Polygon annotations for photos
+--

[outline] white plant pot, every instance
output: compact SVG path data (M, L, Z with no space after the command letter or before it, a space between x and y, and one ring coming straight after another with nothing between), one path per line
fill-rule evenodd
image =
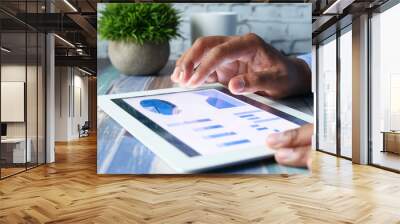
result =
M169 42L163 44L110 41L108 56L111 63L126 75L152 75L168 62Z

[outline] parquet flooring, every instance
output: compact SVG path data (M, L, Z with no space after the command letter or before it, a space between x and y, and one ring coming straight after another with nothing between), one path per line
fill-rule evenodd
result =
M400 223L400 175L315 152L309 176L96 174L96 139L0 181L0 223Z

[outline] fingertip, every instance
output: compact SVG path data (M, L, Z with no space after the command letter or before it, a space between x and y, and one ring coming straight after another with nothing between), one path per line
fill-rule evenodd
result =
M234 94L243 93L246 87L246 82L242 76L237 76L229 81L228 88Z
M171 80L173 82L177 82L178 81L178 74L179 74L178 70L179 70L178 67L175 67L174 71L172 72L172 75L171 75L170 78L171 78Z
M279 133L271 133L267 136L267 139L265 140L267 143L267 146L274 148L277 146L280 141L279 141Z

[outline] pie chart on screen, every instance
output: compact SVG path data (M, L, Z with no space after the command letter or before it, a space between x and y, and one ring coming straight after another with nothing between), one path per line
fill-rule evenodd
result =
M153 113L162 115L176 115L180 113L180 110L176 105L171 102L159 99L146 99L140 101L140 105Z

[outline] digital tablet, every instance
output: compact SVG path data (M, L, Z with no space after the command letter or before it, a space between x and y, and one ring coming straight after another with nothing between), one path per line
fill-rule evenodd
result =
M100 108L177 173L202 172L273 156L269 133L312 117L221 85L99 96ZM139 159L139 158L138 158Z

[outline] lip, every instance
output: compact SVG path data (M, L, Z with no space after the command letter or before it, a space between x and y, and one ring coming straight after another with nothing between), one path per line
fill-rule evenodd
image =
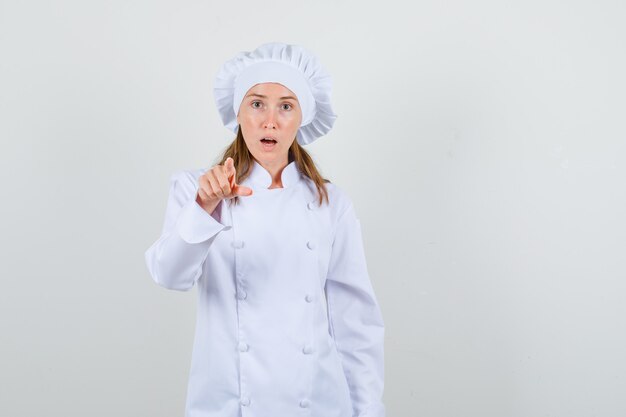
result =
M276 142L278 142L278 139L276 139L276 136L263 136L263 137L262 137L262 138L260 138L259 140L261 140L261 139L265 139L265 138L268 138L268 139L274 139Z

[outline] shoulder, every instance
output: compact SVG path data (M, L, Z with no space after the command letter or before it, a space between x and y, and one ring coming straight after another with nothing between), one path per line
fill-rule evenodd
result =
M315 183L309 178L306 178L306 180L309 184L309 189L315 191L315 195L317 195ZM338 220L348 211L354 211L352 197L346 188L332 182L324 183L324 186L328 192L328 204L324 201L322 208L329 211L329 215L332 219Z

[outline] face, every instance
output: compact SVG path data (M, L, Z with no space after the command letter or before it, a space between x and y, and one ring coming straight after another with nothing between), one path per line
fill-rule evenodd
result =
M289 147L302 122L296 95L282 84L256 84L244 96L237 122L252 156L267 165L287 165ZM275 144L261 141L271 137Z

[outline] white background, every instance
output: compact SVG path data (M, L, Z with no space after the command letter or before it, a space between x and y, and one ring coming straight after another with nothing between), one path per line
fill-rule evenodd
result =
M233 134L219 66L333 76L388 417L626 415L622 1L0 0L0 415L182 416L195 289L144 264ZM284 416L281 416L284 417ZM350 416L346 416L350 417Z

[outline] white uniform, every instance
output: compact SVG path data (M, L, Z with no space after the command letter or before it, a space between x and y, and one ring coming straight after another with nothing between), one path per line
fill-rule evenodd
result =
M239 205L196 203L204 169L171 178L159 285L198 291L186 417L384 417L384 323L350 198L330 205L295 162L268 189L254 161Z

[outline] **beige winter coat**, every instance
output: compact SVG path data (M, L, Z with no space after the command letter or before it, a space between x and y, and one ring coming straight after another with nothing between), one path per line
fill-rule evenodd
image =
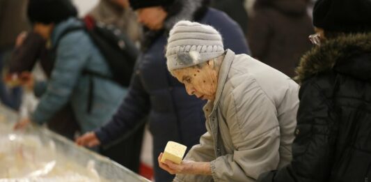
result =
M246 54L227 51L215 100L204 107L207 132L184 160L211 162L212 176L174 181L255 181L292 158L299 86Z

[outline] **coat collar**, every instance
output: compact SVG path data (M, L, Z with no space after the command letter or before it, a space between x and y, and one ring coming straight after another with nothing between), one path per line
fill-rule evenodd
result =
M317 74L331 70L356 77L360 74L364 75L365 73L371 73L369 66L358 68L357 73L354 69L348 68L347 70L345 68L357 67L354 64L360 62L363 62L362 65L371 65L371 59L359 58L370 53L371 33L347 34L325 41L321 46L313 47L303 56L296 70L297 76L295 79L302 83ZM347 66L344 66L345 64ZM338 67L338 69L334 69L334 67Z

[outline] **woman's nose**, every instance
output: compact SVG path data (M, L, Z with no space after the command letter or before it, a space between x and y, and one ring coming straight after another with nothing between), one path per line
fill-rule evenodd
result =
M187 85L186 85L186 91L187 91L187 93L188 93L188 95L189 96L194 95L195 92L194 89L191 86L187 86Z

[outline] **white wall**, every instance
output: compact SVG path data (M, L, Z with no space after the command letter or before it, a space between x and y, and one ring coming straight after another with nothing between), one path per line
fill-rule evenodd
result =
M79 16L82 17L95 6L99 0L72 0L72 1L79 10Z

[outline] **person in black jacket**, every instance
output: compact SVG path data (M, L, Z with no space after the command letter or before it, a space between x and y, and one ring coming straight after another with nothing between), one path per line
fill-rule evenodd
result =
M291 163L258 181L368 181L371 177L371 1L319 0L319 45L301 84Z

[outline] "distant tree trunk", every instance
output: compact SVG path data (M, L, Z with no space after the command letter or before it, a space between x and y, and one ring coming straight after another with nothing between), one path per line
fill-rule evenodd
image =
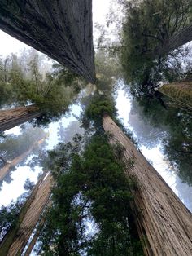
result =
M168 38L162 45L157 46L154 51L154 55L155 56L167 55L190 41L192 41L192 24Z
M38 181L21 209L16 226L11 228L0 243L0 255L22 254L50 198L53 179L50 174L46 178L45 175Z
M132 208L145 254L192 255L190 212L108 115L103 126L110 143L124 147L125 173L137 183Z
M1 0L0 29L95 82L91 0Z
M39 108L34 105L0 110L0 132L39 117L41 114Z
M50 201L48 201L47 203L47 208L49 208L49 206L51 205L51 203L50 203ZM45 223L45 221L46 221L46 218L45 218L45 214L46 213L46 212L44 213L43 216L41 217L40 222L39 222L39 224L38 226L37 227L37 229L36 229L36 232L34 233L34 236L33 236L30 243L28 244L28 248L24 254L24 256L30 256L31 254L31 252L33 249L33 247L35 246L35 244L39 237L39 235L41 233L41 228Z
M159 91L172 100L172 105L186 111L192 111L192 82L164 85Z
M24 160L37 145L42 143L42 140L44 139L41 139L39 141L35 142L28 150L15 157L10 162L7 162L7 164L0 169L0 182L2 181L3 179L8 174L12 167L17 166L20 162Z

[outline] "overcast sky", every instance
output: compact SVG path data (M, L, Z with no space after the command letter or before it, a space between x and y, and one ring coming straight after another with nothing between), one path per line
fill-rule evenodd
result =
M1 0L0 0L1 1ZM106 15L109 10L110 0L93 0L93 19L94 24L98 22L99 24L105 24ZM7 35L4 32L0 30L0 55L7 55L11 52L18 52L24 47L29 49L30 47L16 40L15 38ZM119 114L121 118L124 119L124 124L129 126L129 112L130 111L130 100L128 99L123 91L119 92L117 98L117 108L119 109ZM79 111L79 110L78 110ZM65 121L65 125L68 122ZM55 133L56 125L51 124L50 126L50 134ZM18 131L18 129L15 129ZM50 143L53 144L55 140L55 136L52 136L50 139ZM51 148L51 147L50 147ZM164 156L160 152L159 146L154 148L153 149L147 149L144 146L142 147L141 150L146 158L151 159L155 168L161 174L164 179L168 182L169 186L177 194L177 191L175 188L174 182L176 180L176 175L174 174L170 174L170 171L168 171L168 165L164 159ZM11 174L11 177L15 179L11 184L4 183L3 189L0 192L0 205L1 204L8 203L11 198L16 198L24 191L23 183L26 179L26 176L30 176L32 180L36 180L37 175L34 173L29 174L29 170L26 167L20 167L20 173L16 171ZM19 171L19 170L18 170ZM28 174L27 175L27 173ZM18 179L19 181L18 182ZM16 181L17 179L17 181ZM185 185L187 186L187 185ZM6 196L7 195L7 196ZM7 197L7 198L6 198Z

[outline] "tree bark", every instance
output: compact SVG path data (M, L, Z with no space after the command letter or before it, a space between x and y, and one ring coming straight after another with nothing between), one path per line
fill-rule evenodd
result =
M0 110L0 132L39 117L41 115L39 108L34 105Z
M45 174L33 190L32 194L22 208L16 227L11 229L0 244L0 255L20 255L39 221L50 198L53 179Z
M124 147L125 173L137 180L132 208L145 254L192 255L190 212L109 116L103 126L110 143Z
M1 0L0 29L94 82L91 0Z
M20 162L24 160L37 145L42 143L44 139L41 139L39 141L35 142L28 150L15 157L11 162L7 163L2 169L0 169L0 182L2 181L3 179L8 174L12 167L17 166Z
M170 98L177 108L192 111L192 82L172 82L159 89L163 95Z
M154 51L154 55L162 56L192 41L192 24L168 38Z

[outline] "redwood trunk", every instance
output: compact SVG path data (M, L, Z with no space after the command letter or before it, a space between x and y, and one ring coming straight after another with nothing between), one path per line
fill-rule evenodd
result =
M2 169L0 169L0 182L8 174L11 169L17 166L20 162L25 159L34 149L37 145L40 145L44 141L44 139L36 142L28 151L24 152L21 155L15 157L11 162L7 163Z
M0 132L39 117L41 114L39 108L34 105L0 110Z
M190 212L109 116L103 126L110 143L124 148L125 173L137 182L132 207L145 254L192 255Z
M40 235L40 232L41 230L41 227L43 226L45 220L46 219L42 217L42 218L40 221L38 227L37 227L36 232L32 238L32 241L30 241L30 243L28 245L28 249L26 249L24 256L30 256L31 252L32 252L33 247L35 246L35 244L36 244L36 242L39 237L39 235Z
M1 0L0 29L95 80L91 0Z
M192 41L192 24L167 39L163 45L156 47L155 55L164 55Z
M21 210L17 226L11 229L1 242L0 255L15 256L20 255L23 252L50 195L52 176L48 174L42 181L44 176L45 174L35 186Z

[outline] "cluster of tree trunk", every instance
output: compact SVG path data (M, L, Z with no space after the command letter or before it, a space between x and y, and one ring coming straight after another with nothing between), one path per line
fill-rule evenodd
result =
M90 0L2 0L0 29L94 82Z
M20 210L18 222L0 243L0 255L20 255L49 201L53 178L44 173ZM30 244L29 244L30 245ZM32 248L31 248L32 249Z
M178 31L157 46L153 51L153 55L163 56L190 41L192 41L192 24Z
M191 255L191 213L108 115L103 126L110 143L124 148L125 173L137 183L132 209L145 254Z
M34 105L0 110L0 132L11 129L42 115L39 108Z

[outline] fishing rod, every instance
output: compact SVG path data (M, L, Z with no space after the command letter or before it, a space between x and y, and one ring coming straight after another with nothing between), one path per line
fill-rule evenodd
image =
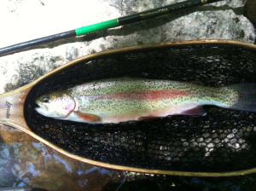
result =
M58 34L54 34L54 35L50 35L50 36L47 36L47 37L44 37L31 41L26 41L24 43L2 48L0 49L0 56L20 52L24 50L25 49L38 46L39 44L43 44L43 43L49 43L60 39L64 39L67 38L78 37L90 32L97 32L108 28L113 28L113 27L116 27L119 26L123 26L133 22L137 22L143 20L169 14L174 11L182 10L184 9L196 7L207 3L219 2L219 1L223 1L223 0L189 0L189 1L177 3L174 4L166 5L160 8L156 8L154 9L140 12L137 14L133 14L127 16L108 20L107 21L102 21L93 25L82 26L68 32L64 32Z

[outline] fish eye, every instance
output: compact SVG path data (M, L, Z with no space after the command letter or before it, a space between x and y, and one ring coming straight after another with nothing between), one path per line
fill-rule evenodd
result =
M50 101L50 99L49 99L49 96L45 96L45 97L43 98L43 101L44 103L49 103Z

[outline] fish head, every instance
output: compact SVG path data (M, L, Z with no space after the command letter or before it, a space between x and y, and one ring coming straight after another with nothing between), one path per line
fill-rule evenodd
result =
M76 102L68 93L58 91L39 96L36 100L39 106L36 111L40 114L55 118L65 119L76 107Z

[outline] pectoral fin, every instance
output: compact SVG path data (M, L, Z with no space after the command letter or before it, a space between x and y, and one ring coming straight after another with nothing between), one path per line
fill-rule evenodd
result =
M183 111L180 113L181 115L201 115L205 116L207 114L206 111L201 106L198 106L189 110Z
M84 121L88 121L88 122L91 122L91 121L100 122L102 120L100 117L94 115L94 114L83 113L79 113L79 112L77 112L75 113L79 116L79 118L81 120L84 120Z

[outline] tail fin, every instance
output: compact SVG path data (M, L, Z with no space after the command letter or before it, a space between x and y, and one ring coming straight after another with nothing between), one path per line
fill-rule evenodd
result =
M256 112L256 84L240 84L230 85L238 93L238 101L230 108Z

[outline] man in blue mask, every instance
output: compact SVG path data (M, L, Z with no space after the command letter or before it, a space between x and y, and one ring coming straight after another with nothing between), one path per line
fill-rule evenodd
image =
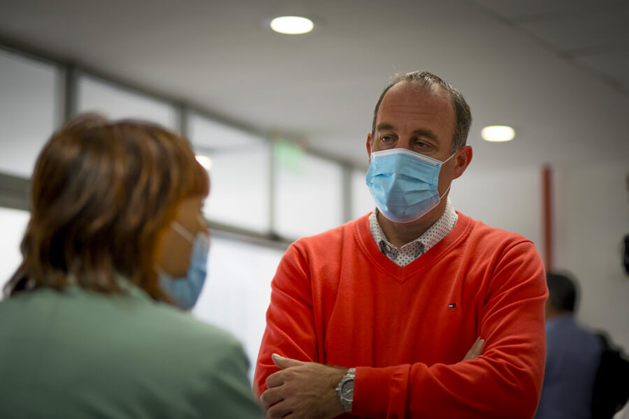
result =
M528 418L544 369L544 267L526 238L456 212L470 108L396 77L366 148L373 212L287 251L255 375L269 418Z

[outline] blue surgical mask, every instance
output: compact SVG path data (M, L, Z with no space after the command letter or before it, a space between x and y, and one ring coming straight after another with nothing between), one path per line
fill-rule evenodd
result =
M440 161L403 148L372 153L366 181L376 207L396 223L421 218L443 198L438 189L439 172L454 156Z
M157 267L157 280L161 289L173 297L178 306L190 310L198 300L208 274L210 237L201 232L192 235L177 221L173 221L171 228L192 244L188 272L185 277L173 278L163 269Z

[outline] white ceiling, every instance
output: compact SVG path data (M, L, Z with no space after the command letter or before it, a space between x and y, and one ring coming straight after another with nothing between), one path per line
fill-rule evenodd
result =
M287 14L315 30L265 26ZM627 2L612 0L0 0L0 43L363 166L380 90L425 69L470 103L476 167L629 167L628 20ZM497 124L516 139L482 141Z

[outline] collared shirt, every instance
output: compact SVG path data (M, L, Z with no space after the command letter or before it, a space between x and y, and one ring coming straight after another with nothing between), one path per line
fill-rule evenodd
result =
M448 198L445 210L434 224L410 243L407 243L401 247L396 247L386 239L384 232L382 231L378 223L377 212L378 209L376 208L369 216L369 230L371 231L371 236L380 251L399 266L406 266L427 252L452 230L458 219L458 215L454 211L452 203Z

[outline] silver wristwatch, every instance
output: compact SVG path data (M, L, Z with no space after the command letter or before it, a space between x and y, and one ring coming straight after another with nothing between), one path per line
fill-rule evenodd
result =
M345 411L352 412L352 402L354 401L354 378L356 376L356 368L350 368L338 385L336 386L336 394L343 405Z

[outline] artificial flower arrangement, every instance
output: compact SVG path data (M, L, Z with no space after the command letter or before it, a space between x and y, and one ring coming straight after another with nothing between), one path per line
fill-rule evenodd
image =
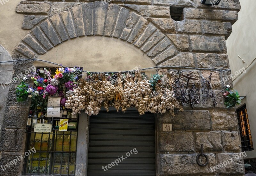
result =
M57 69L52 77L50 69L41 68L34 70L27 76L33 82L34 85L24 81L21 81L16 88L17 101L24 101L29 98L31 100L31 109L45 110L49 96L61 97L61 104L64 106L67 100L65 93L66 90L76 88L81 72L80 68L61 67Z
M140 69L131 74L89 74L78 80L81 72L79 68L61 67L52 77L50 69L38 69L28 76L34 86L24 82L18 86L17 100L23 101L28 97L31 99L32 109L43 110L46 110L49 96L61 96L61 106L70 109L73 114L84 110L89 116L98 114L102 105L107 110L113 106L117 111L121 108L124 112L135 107L141 115L146 112L163 113L169 111L174 116L174 108L183 110L175 98L171 73L167 75L168 85L164 87L159 81L162 76L157 74L149 80Z
M162 77L153 76L157 77L157 80ZM65 106L74 114L84 110L89 116L98 114L103 104L107 111L110 106L117 111L121 108L123 112L135 107L140 115L146 112L162 114L168 111L174 116L174 108L180 111L183 109L172 90L172 75L169 73L167 76L168 85L164 87L161 81L143 76L140 69L133 75L93 74L79 80L77 88L66 92Z

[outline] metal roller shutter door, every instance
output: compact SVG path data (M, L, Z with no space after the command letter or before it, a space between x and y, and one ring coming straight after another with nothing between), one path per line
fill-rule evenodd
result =
M155 123L153 114L140 116L137 110L102 111L91 116L88 175L155 175ZM134 148L137 154L132 151L118 165L104 171L102 166L125 158Z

+--

• INSTRUCTION: Convert the records into a numbered list, leaving out blank lines. Begin at the line that has "[outline] shoulder, every instance" and stop after the line that has "M239 205L196 203L204".

• RESPONSE FOR THIS EXERCISE:
1. [outline] shoulder, every instance
2. output: compact SVG path data (M, L, Z with no space after the command letter or before it, a space between x and y, and one ring coming straight after another with nothing between), one path per line
3. fill-rule evenodd
4. result =
5. M315 183L309 178L306 178L306 180L309 184L309 189L315 191L315 195L317 195ZM338 220L348 211L354 211L352 197L346 188L332 182L324 183L324 186L328 192L328 204L324 201L322 208L329 211L329 215L332 219Z
6. [outline] face, every instance
7. output: compact SVG path data (M, L, Z with no space after the command letter or before it, a space between x and y, and one ring coming straight after another with nothing between), one path per line
8. fill-rule evenodd
9. result =
10. M289 147L302 122L296 95L282 84L256 84L244 96L237 122L252 156L267 165L287 165ZM275 144L261 141L271 137Z
11. [outline] white background, every instance
12. output: compact SVG path data (M, L, Z with no space after the command letter or before it, a space between x and y, and one ring coming straight after another with nothing between), one path per line
13. fill-rule evenodd
14. result =
15. M233 134L219 66L333 76L388 417L626 415L622 1L0 0L0 415L182 416L195 289L144 264ZM284 416L281 416L284 417ZM350 416L346 416L350 417Z
16. [outline] white uniform, every instance
17. output: compact SVG path data (M, L, Z with no space after the command letter or before it, a space between x and y, and one ring coming straight after another with nothing between), one path per line
18. fill-rule evenodd
19. result =
20. M239 205L196 203L204 169L171 178L159 285L198 291L186 417L384 417L384 323L350 198L330 205L295 162L268 189L254 161Z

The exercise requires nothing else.